• **Source excerpt**
My question is how to display all data from my users table in my database?
I have this.
$loop = mysql_query(“SHOW users FROM $dbname”) or die (‘cannot select tables’);
You want to SELECT the users, not SHOW them.
Basic SQL loop example:
$sql = mysql_query("SELECT * FROM `users`");
while ($row = mysql_fetch_object($sql)) {
echo $row->id . ' ' . $row->nickname . '<br />';
}
$link = mysql_connect('localhost', 'mysql_user', 'mysql_password');
$result = mysql_query(“SELECT * FROM Users”, $link) or die (‘cannot select tables’);
while ($row = mysql_fetch_assoc($result)) {
echo $row['firstname'];
echo $row['lastname'];
echo $row['address'];
echo $row['age'];
}
mysql_free_result($result);
$loop = mysql_query('SELECT * FROM `users`') or die();
You don't want your database name to be in the query, and you want to be using SELECT
If you haven't connected to the database earlier then you need to add this before your query:
mysql_connect($mysql_host, $mysql_user, $user_password);
I have a form where I am getting values from previous page in $GET. I want to fetch around 3 different values from database and display them in textbox. How will I do it? Following is my code for getting data from database.
<?php
require_once('config.php');
$id = $_GET['id'];
$link = mysql_connect(DB_HOST, DB_USER, DB_PASSWORD);
if(!$link) {
die('Failed to connect to server: ' . mysql_error());
}
//Select database
$db = mysql_select_db(DB_DATABASE);
if(!$db) {
die("Unable to select database");
}
$query = "select question,price,sequence from questions where status = 1 and qid =".$id;
//echo $query;
$result=mysql_query($query);
if (!$result) {
die('Invalid query: ' . mysql_error());
}
$num_rows = mysql_num_rows($result);
if($num_rows==0) {
echo '<center><font color="red"><b>No record found!!</b></font></center>';
}
else {
$row = mysql_fetch_array($result);
echo $row['question'];
echo $row['sequence'];
echo $row['price'];
}
?>
Thanks
Pankaj
<textarea><?php echo htmlentites($row['question']);?></textarea>
or
<input type="text" value="<?php echo htmlentites($row['question']);?>" />
Depending on your fancy.

• **Material supplied**
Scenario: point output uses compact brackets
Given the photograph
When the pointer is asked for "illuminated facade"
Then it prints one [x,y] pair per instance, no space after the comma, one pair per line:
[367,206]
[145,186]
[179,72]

• **Task brief**
Rewrite the PHP thread's passage that begins at the words "My question is" and stops after "not SHOW them.", putting "members" in place of "users".

• **Worked answer**
My question is how to display all data from my members table in my database?
I have this.
$loop = mysql_query(“SHOW members FROM $dbname”) or die (‘cannot select tables’);
You want to SELECT the members, not SHOW them.